## Reading text
13. APPLICABLE LAW AND JURISDICTION
- The substantive and procedural law of the Republic of Poland applies to the agreements.
- In case of any doubt, the registered office of Corotop shall be deemed to be the place of performance of the agreement.
- The competent court for disputes arising in connection with the agreements shall be the Common Court of the Republic of Poland with jurisdiction over Corotop’s registered office.
- The application of the United Nations Convention on Agreements for the International Sale of Goods, executed in Vienna on 11 April 1980, shall be excluded.
14. PERSONAL DATA
- The controller of the personal data provided in connection with the agreement is Corotop.
- Any personal data provided in relation to the agreement will be processed solely for the purposes of its performance.
- Information about Corotop’s processing of personal data can be found at: https://corotop.com.pl/en/personal-data/ .
- Corotop S.A. obliges the Buyer to immediately communicate the information clause concerning the processing of personal data by Corotop to all persons whose data will be made available in connection with this agreement.
15. ANTI-CORRUPTION CLAUSE
- The Buyer is obliged to familiarise itself with the current Kingspan Group Anti-Corruption Code, available at https://www.Corotop.com.pl, and to comply with its provisions.

## Problem A
According to the Corotop contract terms above, which court has jurisdiction over disputes arising in connection with the agreements?
## Problem B
Extend the Corotop contract terms above by writing what follows the last sentence of the anti-corruption clause, in the same style.

## Information supplied
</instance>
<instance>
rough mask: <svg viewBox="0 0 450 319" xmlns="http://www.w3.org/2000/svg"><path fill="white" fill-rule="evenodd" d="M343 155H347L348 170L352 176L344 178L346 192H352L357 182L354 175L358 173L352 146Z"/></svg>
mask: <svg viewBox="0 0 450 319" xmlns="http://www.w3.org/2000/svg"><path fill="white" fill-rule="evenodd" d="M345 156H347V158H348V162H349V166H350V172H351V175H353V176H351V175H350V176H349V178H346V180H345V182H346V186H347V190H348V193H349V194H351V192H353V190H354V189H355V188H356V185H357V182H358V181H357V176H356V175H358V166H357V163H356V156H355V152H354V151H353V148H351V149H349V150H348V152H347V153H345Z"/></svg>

## Response box A
The Common Court of the Republic of Poland with jurisdiction over Corotop’s registered office.

## Response box B
- The Buyer undertakes to ensure that the provisions of the Anti-Corruption Code, as indicated in the Code, are also observed by all subcontractors and further suppliers used in the performance of the agreement.
16. FINAL PROVISIONS
- The transfer of any rights or obligations under the agreement shall only be permissible with the prior express written consent of Corotop, otherwise being null and void.
- Corotop is entitled to claim damages in excess of the stipulated contractual penalties.
- Corotop reserves the right to make changes to the specifications of the Goods insofar as this is necessary to comply with legal obligations, to improve the quality or safety of the Goods, to reduce the negative environmental impact of the Goods and otherwise that do not materially affect the quality and functionality of the Goods.
- Corotop reserves the contractual right to withdraw from the agreement or any part of it, against payment of a derogation amounting to 10% of the net value of the Goods concerned.
- The contractual right of Corotop to withdraw from the agreement, as defined in the GTCS or in the agreement, may be exercised by Corotop within 365 days from the conclusion of the agreement or confirmation of the order by Corotop, no later than the date of receipt of the Goods by the Buyer and payment of the sale price for the Goods.
- Unless the agreement provides otherwise, the Buyer shall be responsible for complying with all legal requirements relating to the import or export of the Goods, including the payment of any related fees.
- In the event of violations by the Buyer, Corotop shall be entitled to exercise its rights as set out in the GTCS, without the Buyer having to be notified in advance and granted additional deadline.
- The written form in the GTCS shall be reserved in each case under pain of nullity.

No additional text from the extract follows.